[START Exercise inputs]
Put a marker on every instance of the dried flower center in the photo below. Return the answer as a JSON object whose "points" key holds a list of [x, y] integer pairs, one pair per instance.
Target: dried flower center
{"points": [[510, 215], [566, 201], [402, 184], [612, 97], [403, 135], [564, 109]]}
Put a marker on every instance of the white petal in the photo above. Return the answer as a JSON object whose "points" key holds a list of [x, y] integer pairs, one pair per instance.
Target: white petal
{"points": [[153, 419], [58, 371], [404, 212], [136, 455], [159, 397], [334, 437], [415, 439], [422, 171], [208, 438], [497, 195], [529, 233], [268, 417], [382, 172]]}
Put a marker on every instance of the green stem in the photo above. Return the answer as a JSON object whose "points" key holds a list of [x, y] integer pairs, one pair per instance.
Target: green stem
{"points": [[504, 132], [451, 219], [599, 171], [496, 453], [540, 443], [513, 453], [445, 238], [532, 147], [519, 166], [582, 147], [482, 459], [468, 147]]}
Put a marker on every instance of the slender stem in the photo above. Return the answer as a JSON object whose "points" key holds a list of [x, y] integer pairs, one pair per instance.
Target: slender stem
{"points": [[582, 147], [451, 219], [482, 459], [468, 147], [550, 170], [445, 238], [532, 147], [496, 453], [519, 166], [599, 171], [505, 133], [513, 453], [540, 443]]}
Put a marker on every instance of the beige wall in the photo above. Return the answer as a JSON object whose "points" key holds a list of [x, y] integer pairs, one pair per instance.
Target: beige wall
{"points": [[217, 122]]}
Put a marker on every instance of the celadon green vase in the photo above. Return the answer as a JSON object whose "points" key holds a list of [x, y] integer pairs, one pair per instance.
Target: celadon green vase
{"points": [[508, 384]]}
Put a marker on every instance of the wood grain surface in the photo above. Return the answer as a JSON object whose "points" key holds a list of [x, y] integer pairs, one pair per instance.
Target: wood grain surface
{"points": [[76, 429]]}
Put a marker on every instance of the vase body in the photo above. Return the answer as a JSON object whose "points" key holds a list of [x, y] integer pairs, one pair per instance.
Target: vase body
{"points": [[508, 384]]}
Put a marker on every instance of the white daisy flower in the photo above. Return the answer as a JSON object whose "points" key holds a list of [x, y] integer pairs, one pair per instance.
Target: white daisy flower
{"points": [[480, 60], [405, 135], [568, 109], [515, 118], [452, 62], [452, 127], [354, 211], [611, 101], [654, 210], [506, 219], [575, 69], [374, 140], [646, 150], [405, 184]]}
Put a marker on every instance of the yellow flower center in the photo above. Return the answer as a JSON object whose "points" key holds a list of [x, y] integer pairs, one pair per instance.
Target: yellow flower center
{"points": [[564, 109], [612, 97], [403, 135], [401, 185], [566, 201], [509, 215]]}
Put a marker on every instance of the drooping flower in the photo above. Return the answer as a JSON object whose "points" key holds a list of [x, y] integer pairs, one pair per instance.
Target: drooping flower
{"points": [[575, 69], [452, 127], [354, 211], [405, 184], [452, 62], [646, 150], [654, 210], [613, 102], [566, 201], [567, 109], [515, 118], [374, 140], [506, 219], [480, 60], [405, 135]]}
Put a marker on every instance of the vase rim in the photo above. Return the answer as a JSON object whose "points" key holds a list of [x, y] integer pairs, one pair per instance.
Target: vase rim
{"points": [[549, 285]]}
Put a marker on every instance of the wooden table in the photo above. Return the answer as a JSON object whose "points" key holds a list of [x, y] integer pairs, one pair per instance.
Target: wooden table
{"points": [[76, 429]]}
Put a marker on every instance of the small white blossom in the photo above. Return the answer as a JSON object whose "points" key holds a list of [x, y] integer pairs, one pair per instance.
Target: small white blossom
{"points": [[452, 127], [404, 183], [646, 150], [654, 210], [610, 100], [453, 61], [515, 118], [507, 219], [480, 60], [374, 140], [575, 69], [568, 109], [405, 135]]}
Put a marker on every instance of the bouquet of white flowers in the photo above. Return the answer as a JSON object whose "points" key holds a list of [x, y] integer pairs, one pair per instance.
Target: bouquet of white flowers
[END Exercise inputs]
[START Exercise inputs]
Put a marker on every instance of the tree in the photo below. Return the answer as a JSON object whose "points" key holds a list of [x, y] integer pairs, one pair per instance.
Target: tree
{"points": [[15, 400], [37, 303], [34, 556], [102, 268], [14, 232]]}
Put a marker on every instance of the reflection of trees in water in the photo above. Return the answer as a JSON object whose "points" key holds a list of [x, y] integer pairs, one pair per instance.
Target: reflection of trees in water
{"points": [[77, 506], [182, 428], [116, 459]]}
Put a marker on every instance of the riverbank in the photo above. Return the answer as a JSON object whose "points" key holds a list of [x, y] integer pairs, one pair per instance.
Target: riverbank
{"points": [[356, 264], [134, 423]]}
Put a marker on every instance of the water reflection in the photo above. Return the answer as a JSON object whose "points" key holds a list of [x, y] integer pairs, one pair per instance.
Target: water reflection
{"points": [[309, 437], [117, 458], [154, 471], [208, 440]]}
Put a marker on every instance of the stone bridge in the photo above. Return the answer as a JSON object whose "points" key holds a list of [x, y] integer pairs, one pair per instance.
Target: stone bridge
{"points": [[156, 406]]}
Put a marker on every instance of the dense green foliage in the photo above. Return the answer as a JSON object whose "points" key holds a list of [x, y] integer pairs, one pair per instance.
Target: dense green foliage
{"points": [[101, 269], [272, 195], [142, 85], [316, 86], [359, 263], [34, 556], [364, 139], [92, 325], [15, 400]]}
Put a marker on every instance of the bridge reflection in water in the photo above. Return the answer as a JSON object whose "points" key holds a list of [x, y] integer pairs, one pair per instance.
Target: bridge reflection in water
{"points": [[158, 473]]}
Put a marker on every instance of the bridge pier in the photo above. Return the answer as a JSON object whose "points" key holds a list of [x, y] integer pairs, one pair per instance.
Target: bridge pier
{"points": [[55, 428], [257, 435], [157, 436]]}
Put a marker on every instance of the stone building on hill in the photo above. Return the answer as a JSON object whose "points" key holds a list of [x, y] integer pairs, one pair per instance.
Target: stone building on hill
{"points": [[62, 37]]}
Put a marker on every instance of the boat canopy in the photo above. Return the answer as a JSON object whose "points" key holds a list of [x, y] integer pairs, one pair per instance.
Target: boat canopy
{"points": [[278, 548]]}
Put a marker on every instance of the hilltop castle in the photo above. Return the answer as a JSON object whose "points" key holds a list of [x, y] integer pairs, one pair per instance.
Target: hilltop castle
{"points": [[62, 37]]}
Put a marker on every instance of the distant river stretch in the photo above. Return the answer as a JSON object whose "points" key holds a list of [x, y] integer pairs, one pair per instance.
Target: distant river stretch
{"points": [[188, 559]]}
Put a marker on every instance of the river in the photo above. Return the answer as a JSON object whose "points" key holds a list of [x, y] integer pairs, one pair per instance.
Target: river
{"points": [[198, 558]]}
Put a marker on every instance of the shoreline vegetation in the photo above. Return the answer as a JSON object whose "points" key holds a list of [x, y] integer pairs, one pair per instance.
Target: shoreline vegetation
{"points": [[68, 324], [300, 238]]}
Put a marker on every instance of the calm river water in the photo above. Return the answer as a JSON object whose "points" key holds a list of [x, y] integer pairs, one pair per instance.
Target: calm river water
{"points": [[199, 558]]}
[END Exercise inputs]
[START Exercise inputs]
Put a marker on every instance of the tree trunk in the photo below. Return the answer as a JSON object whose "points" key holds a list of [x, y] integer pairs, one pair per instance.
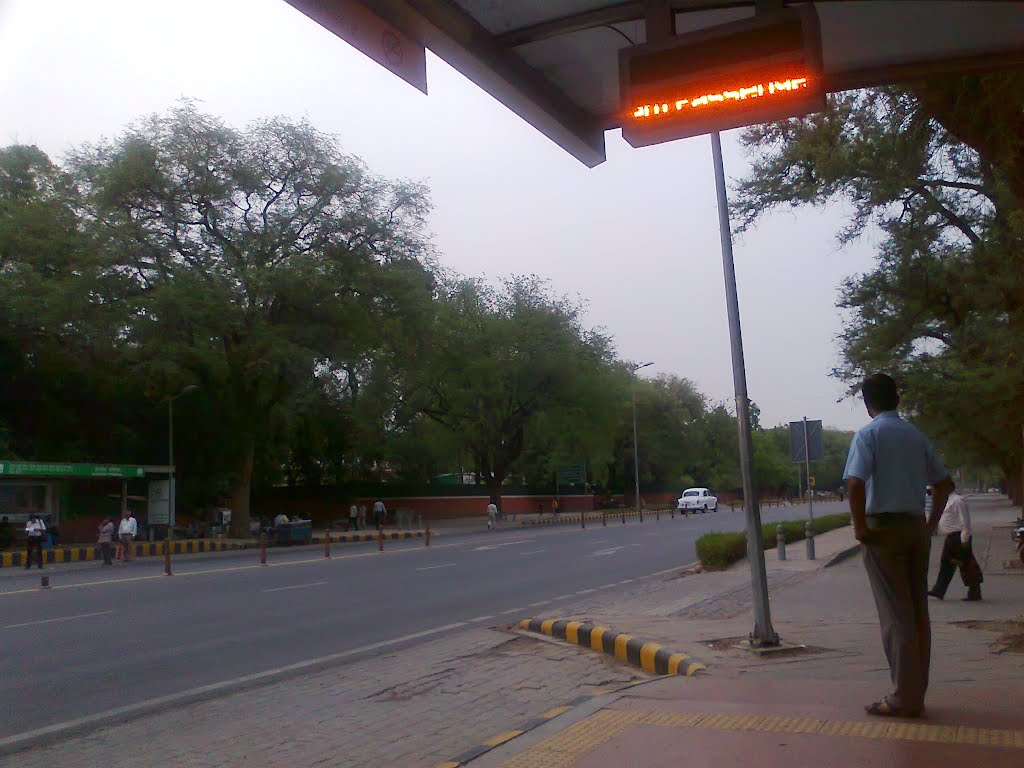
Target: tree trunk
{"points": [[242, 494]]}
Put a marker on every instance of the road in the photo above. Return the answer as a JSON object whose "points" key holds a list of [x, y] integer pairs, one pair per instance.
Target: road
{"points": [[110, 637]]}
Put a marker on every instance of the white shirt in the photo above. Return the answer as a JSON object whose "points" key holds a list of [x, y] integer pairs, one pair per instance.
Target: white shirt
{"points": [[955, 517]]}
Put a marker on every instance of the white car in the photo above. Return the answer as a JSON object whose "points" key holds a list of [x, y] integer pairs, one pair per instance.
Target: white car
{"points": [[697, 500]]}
[END Exercise inputs]
**Aim of the exercise**
Select every row above that contains the word "calm" and copy each of those rows in full.

**Exercise response**
Put a marker on every instance of the calm river water in the photo above. Return the answer as a JSON object whose "points" key holds a list of [x, y] integer pairs, one pair per instance.
Target: calm river water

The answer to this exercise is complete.